__WHAT IS EXPECTED__:
Please rewrite the data from its start up to and including the line with "310;127;385;212", requests included, shifting every box coordinate in the answers by -54 and leaving the numbers in the requests and their format samples unchanged. Leave the pictures out.

Photo labels with boxes

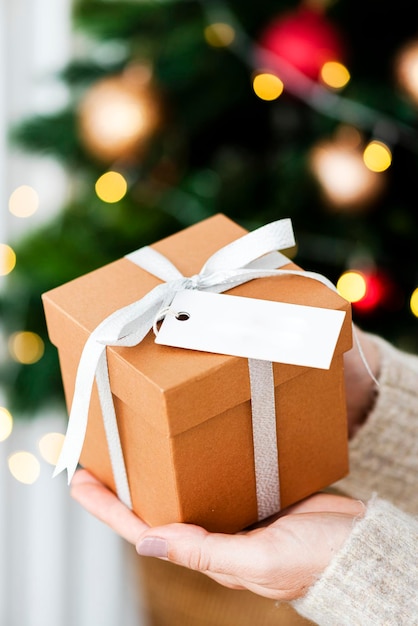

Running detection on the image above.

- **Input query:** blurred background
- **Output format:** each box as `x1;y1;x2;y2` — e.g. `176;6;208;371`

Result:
0;0;418;626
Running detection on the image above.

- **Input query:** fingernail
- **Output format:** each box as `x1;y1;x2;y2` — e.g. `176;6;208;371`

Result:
136;537;168;558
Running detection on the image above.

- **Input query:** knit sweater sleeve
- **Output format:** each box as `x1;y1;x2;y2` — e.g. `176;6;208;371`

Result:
293;338;418;626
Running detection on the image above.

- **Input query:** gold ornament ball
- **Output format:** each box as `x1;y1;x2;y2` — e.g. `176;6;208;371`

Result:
394;40;418;105
78;68;161;163
310;127;385;212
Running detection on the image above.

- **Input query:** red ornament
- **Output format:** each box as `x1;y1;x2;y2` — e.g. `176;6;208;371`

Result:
259;8;344;80
352;270;403;315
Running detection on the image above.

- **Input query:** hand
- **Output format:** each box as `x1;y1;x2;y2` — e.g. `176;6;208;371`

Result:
71;470;365;601
344;327;380;437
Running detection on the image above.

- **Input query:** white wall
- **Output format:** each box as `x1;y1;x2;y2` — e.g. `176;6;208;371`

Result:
0;0;143;626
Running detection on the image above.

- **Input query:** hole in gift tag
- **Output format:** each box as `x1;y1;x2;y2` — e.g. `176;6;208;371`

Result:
176;311;190;322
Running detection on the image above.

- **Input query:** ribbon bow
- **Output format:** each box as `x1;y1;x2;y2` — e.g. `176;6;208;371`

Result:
54;218;335;519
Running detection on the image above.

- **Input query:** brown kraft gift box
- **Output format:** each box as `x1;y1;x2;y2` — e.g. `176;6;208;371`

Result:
42;215;352;532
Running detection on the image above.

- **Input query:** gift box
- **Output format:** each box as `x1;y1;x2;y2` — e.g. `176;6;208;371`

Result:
42;215;352;532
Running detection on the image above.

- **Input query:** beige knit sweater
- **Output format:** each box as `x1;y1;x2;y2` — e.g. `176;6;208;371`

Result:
293;337;418;626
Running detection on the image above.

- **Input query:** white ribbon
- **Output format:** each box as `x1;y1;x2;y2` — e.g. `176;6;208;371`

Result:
54;218;342;519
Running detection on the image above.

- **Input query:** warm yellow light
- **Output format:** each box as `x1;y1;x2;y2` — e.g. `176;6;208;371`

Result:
0;407;13;441
310;137;385;210
321;61;350;89
9;331;45;365
95;172;128;203
363;141;392;172
204;22;235;48
409;287;418;317
38;433;65;465
337;271;367;302
9;185;39;217
9;452;41;485
253;73;283;100
0;243;16;276
394;40;418;104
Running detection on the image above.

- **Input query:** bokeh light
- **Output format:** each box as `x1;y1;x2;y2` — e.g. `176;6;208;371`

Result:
204;22;235;48
409;287;418;317
320;61;350;89
95;172;128;203
337;271;367;302
253;73;283;100
38;433;65;465
8;451;41;485
9;331;45;365
394;40;418;104
0;406;13;441
0;243;16;276
78;66;162;163
310;133;385;211
363;141;392;172
9;185;39;217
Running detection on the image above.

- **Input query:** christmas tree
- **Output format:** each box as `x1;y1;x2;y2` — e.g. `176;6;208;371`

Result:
0;0;418;414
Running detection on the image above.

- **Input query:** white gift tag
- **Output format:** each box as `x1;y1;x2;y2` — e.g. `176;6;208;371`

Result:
156;290;345;369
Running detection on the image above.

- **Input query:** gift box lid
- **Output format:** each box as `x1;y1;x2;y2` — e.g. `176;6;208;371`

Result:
42;214;352;436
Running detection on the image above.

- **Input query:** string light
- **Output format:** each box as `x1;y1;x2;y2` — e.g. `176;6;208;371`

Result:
9;331;45;365
38;433;65;465
8;451;41;485
309;127;385;210
9;185;39;217
0;407;13;441
95;172;128;203
394;41;418;104
0;243;16;276
409;287;418;317
336;270;367;302
320;61;350;89
253;73;283;100
363;140;392;172
78;65;162;163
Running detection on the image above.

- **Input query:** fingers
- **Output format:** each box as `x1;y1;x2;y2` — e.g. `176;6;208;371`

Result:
71;470;148;544
137;524;253;575
283;493;366;517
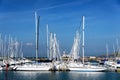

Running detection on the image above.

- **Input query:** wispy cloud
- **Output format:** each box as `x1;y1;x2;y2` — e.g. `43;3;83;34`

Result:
25;42;33;46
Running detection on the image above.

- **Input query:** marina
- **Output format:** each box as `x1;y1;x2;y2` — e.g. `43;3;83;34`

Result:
0;0;120;80
0;12;120;72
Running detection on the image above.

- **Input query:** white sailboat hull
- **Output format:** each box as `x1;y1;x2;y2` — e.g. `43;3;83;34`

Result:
69;67;106;72
14;64;51;71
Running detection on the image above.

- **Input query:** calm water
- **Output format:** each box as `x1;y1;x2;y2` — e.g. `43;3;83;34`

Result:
0;71;120;80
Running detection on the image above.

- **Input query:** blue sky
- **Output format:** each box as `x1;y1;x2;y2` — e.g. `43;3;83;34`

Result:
0;0;120;56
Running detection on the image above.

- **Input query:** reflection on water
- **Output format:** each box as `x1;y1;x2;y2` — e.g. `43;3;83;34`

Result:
0;71;120;80
69;72;106;80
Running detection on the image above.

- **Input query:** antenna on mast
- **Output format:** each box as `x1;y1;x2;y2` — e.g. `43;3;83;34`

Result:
46;24;50;58
82;16;85;65
35;12;40;61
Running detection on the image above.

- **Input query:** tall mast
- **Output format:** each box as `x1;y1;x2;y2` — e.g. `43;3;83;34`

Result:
46;24;50;58
35;12;40;61
106;44;108;59
82;16;85;65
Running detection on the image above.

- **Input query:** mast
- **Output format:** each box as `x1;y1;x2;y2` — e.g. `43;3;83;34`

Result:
82;16;85;65
106;44;108;59
46;24;50;58
35;12;40;61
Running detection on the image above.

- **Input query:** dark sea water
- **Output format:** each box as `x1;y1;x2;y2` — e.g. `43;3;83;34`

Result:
0;71;120;80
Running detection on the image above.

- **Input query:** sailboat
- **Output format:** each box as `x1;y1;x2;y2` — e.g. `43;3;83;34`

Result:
68;16;106;72
13;12;52;71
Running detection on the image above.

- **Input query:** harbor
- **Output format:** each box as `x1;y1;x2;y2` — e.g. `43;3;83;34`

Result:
0;12;120;72
0;0;120;80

__WRITTEN ANSWER__:
Running detection on the image above.

- **Input query:** blurred background
- **Output format:** each box as `x1;y1;x2;y2` — e.g. `176;6;208;371`

Result:
-54;-54;364;572
Running detection on the image above.

- **Input query:** fingernail
- **Output format:** each box as `x1;y1;x2;y2` — e.g. `176;6;208;371`

Result:
82;483;114;504
Running detection on the image above.

- **Input query:** knit sweater sleeve
- **Output format:** each box as `x1;y1;x2;y2` — e.g. `176;6;208;371`

Result:
239;284;364;572
Running detection on the image above.

- **Input query:** gold ornament ball
- **Output format:** each box as `x1;y1;x2;y2` — e.g. `176;6;208;371`

Result:
340;-14;364;51
24;14;107;109
256;73;331;158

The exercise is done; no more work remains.